# Task directions:
Every record that follows must be returned word for word.

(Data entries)

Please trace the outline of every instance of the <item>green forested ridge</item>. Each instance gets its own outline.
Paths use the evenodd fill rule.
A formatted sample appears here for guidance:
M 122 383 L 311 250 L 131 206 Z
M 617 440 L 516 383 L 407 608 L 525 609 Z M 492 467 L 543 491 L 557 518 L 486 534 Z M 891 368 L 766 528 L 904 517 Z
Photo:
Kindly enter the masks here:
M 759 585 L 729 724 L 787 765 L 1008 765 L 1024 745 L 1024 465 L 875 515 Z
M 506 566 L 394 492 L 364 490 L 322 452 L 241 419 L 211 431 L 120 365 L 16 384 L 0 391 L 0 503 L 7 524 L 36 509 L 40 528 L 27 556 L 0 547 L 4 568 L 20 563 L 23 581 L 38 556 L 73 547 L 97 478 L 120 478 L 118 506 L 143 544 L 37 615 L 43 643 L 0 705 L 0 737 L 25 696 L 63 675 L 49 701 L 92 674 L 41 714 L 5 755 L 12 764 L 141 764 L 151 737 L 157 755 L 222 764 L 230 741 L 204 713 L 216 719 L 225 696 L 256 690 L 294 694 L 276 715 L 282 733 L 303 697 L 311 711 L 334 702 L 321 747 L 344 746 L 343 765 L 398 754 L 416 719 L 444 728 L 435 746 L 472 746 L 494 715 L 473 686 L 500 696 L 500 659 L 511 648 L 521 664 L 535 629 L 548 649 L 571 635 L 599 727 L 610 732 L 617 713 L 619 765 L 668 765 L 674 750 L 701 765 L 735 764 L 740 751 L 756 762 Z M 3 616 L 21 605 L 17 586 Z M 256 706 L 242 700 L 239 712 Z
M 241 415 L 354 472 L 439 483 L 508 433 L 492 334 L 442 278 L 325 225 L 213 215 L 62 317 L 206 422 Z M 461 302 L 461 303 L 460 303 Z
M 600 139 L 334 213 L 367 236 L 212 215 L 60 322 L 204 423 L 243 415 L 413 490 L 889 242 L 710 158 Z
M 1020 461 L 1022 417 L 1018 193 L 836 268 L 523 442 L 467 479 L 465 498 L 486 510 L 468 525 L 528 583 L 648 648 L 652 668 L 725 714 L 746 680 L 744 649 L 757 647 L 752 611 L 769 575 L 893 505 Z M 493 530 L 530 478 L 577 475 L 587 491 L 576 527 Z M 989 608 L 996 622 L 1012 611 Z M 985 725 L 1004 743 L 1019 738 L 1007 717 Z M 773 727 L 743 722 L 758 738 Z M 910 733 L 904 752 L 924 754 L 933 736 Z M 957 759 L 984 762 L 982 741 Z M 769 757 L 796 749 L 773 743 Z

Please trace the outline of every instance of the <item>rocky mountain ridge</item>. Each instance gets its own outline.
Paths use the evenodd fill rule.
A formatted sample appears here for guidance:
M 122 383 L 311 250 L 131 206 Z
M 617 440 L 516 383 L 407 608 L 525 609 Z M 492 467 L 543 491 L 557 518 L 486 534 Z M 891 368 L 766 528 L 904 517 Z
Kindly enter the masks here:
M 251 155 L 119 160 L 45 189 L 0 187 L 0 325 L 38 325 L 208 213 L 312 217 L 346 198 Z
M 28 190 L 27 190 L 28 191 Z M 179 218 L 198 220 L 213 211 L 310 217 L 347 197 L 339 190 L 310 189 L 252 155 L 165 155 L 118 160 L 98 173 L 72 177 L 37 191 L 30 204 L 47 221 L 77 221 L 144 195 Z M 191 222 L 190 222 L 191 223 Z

# The answer:
Please trace the outline of every instance of the <item>green forested ridge</item>. Each instance gets its own outline.
Paths use the evenodd fill rule.
A formatted sample appears here for guidance:
M 122 383 L 311 250 L 131 206 Z
M 617 440 L 516 383 L 407 608 L 525 609 Z M 492 467 L 543 491 L 557 518 L 486 534 Z M 891 368 L 766 528 L 904 517 Z
Photo:
Kindly enter the masks here:
M 759 585 L 729 724 L 787 765 L 1008 765 L 1024 745 L 1024 465 L 875 515 Z
M 506 566 L 394 492 L 364 490 L 322 452 L 241 419 L 211 431 L 120 365 L 16 384 L 0 391 L 0 503 L 7 524 L 36 509 L 40 528 L 27 556 L 0 547 L 4 568 L 20 563 L 23 581 L 38 556 L 73 547 L 97 478 L 120 478 L 118 506 L 143 544 L 37 615 L 43 643 L 0 705 L 0 737 L 25 696 L 63 675 L 49 701 L 92 674 L 41 714 L 5 755 L 12 764 L 141 764 L 151 737 L 157 755 L 222 764 L 230 741 L 204 713 L 216 719 L 225 696 L 256 690 L 294 694 L 276 715 L 282 733 L 303 697 L 311 711 L 334 702 L 321 747 L 344 746 L 343 765 L 398 754 L 416 719 L 444 728 L 435 746 L 472 746 L 494 715 L 473 686 L 500 696 L 500 659 L 511 648 L 521 664 L 535 629 L 548 649 L 571 635 L 599 727 L 610 732 L 617 713 L 619 765 L 668 765 L 674 750 L 701 765 L 735 764 L 740 751 L 756 762 Z M 3 616 L 21 605 L 17 586 Z M 256 706 L 242 700 L 239 712 Z
M 241 415 L 354 472 L 439 483 L 508 433 L 492 334 L 442 278 L 325 225 L 213 215 L 62 317 L 206 422 Z M 461 302 L 461 303 L 460 303 Z
M 600 139 L 334 213 L 367 236 L 212 215 L 60 322 L 204 423 L 243 415 L 413 490 L 889 242 L 710 158 Z
M 1020 461 L 1022 417 L 1018 193 L 836 268 L 523 442 L 467 479 L 465 498 L 486 510 L 468 525 L 528 583 L 648 648 L 652 668 L 725 714 L 746 680 L 744 649 L 757 647 L 752 611 L 769 575 L 893 505 Z M 493 530 L 530 478 L 577 475 L 587 491 L 576 527 Z M 989 608 L 996 622 L 1012 611 Z M 985 725 L 1004 743 L 1019 738 L 1007 717 Z M 773 727 L 743 722 L 758 738 Z M 910 733 L 904 752 L 924 754 L 933 736 Z M 957 759 L 984 762 L 982 741 Z M 769 757 L 796 749 L 773 743 Z

Please trace the outline of every instance of the <item>rocky mountain ridge</item>. Each instance gets its own outline.
Paths use the evenodd fill rule.
A formatted sample appears here for guidance:
M 122 383 L 311 250 L 131 206 Z
M 617 440 L 516 383 L 407 608 L 525 609 Z M 492 467 L 543 491 L 557 518 L 486 534 Z M 891 368 L 766 528 L 904 517 Z
Kindly enter the masks here:
M 251 155 L 119 160 L 45 189 L 0 187 L 0 325 L 38 325 L 208 213 L 312 217 L 346 198 Z
M 28 190 L 27 190 L 28 191 Z M 179 218 L 198 220 L 213 211 L 310 217 L 347 197 L 339 190 L 310 189 L 252 155 L 165 155 L 118 160 L 98 173 L 72 177 L 37 191 L 30 204 L 47 221 L 77 221 L 144 195 Z M 191 222 L 190 222 L 191 223 Z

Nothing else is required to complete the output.